• _PASSAGE GIVEN_:
------------------------------------------------

A Woman and Her Lute by Chris S. '11

An epic tale across three centuries. (includes poor fanfic-style prose)

1702, Bologna, Italy

It’s late in the afternoon, and the sunlight is streaming diagonally across the piazza, splashing rays of golden yellow onto the worn, cobblestoned city square. Aside from the ever-present pigeons squabbling over pieces of bread, the plaza is deserted except for an eccentric figure, dozing against one of the sandstone pillars with what appears to be a foldable easel and a bag of paintbrushes slung over his shoulder. His slumber is abruptly interrupted, however:

“Giuseppe! É tardi! Wake up!” An attractive young woman clad in a white cotton dress nudged the sleeping man, who had slumped over and is now sprawled out on the ground. “For goodness’ sakes! Are you going to come see me play tonight?”

Vattene! Let me sleep some more.” Giuseppe resumed his position against the pillar and closed his eyes again.

Mamma mia! You’ve been sleeping forever. Wake up! Wake up!” The woman grasped his shoulders, and started shaking him fervently.

“Ay, Luciana! Va bene! I’m getting up now…” Yawning, he rubbed his sleepy eyes and began to stand up. “Where’s your concert tonight?”

------------------------------------------------

• _RAW RECORDS_:
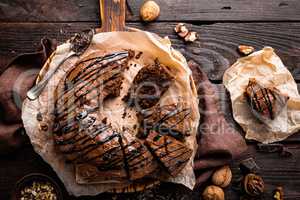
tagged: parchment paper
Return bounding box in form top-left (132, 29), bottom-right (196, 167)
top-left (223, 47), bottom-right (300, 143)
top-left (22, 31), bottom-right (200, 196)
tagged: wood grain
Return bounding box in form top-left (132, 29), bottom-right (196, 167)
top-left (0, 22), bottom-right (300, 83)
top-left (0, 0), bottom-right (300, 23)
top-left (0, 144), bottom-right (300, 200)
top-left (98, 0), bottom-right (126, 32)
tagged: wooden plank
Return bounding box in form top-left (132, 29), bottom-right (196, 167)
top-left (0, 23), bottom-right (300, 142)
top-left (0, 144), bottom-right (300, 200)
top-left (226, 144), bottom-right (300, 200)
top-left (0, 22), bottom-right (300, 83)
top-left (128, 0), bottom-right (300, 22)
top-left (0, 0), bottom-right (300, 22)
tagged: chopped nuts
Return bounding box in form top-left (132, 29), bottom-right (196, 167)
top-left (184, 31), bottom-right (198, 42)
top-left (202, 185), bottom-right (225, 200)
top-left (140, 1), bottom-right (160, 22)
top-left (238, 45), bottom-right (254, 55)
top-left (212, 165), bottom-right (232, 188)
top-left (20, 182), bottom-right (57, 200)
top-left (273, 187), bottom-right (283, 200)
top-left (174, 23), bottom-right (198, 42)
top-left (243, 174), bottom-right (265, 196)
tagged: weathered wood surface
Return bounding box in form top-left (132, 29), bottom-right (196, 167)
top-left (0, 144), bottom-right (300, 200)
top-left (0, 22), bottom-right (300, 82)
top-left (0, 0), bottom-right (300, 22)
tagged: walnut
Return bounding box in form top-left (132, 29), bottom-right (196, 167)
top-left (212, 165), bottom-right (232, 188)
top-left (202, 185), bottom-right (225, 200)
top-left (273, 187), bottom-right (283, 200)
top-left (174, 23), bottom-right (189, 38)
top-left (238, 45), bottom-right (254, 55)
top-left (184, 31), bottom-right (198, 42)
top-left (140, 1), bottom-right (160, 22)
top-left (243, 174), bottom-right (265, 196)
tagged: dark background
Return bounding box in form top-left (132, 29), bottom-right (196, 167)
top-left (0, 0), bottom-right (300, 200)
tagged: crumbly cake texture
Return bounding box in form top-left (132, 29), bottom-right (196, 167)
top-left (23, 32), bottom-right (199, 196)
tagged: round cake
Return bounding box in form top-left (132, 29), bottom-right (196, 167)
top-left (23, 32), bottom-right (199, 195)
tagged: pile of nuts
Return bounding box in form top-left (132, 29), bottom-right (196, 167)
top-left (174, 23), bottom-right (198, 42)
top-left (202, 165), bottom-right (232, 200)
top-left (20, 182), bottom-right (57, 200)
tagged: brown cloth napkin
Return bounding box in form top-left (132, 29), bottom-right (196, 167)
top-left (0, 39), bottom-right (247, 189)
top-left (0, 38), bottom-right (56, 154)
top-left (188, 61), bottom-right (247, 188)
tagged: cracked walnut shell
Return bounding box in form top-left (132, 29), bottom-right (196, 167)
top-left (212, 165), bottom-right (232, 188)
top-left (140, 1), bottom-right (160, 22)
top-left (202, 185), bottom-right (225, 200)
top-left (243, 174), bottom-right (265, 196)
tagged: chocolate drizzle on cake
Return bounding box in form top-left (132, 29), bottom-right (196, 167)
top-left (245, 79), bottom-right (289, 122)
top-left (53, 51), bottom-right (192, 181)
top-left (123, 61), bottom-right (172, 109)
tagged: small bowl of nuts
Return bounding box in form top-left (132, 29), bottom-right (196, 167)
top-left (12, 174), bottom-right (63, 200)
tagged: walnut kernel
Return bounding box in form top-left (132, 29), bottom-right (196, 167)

------------------------------------------------

• _SET TASK A_:
Answer these from the lute story, one line each:
(i) In what year and city does the opening scene take place?
(ii) What is the young woman wearing?
(iii) What two items does the dozing figure have slung over his shoulder?
• _SET TASK B_:
List every Italian phrase in the lute story that is followed by an exclamation mark.
• _SET TASK C_:
Copy the lute story word for word, starting at "An epic tale" and ending at "his eyes again.".

• _EXERCISE ANSWER A_:
(i) 1702, in Bologna, Italy.
(ii) A white cotton dress.
(iii) A foldable easel and a bag of paintbrushes.

• _EXERCISE ANSWER B_:
É tardi!
Vattene!
Mamma mia!
Va bene!

• _EXERCISE ANSWER C_:
An epic tale across three centuries. (includes poor fanfic-style prose)

1702, Bologna, Italy

It’s late in the afternoon, and the sunlight is streaming diagonally across the piazza, splashing rays of golden yellow onto the worn, cobblestoned city square. Aside from the ever-present pigeons squabbling over pieces of bread, the plaza is deserted except for an eccentric figure, dozing against one of the sandstone pillars with what appears to be a foldable easel and a bag of paintbrushes slung over his shoulder. His slumber is abruptly interrupted, however:

“Giuseppe! É tardi! Wake up!” An attractive young woman clad in a white cotton dress nudged the sleeping man, who had slumped over and is now sprawled out on the ground. “For goodness’ sakes! Are you going to come see me play tonight?”

Vattene! Let me sleep some more.” Giuseppe resumed his position against the pillar and closed his eyes again.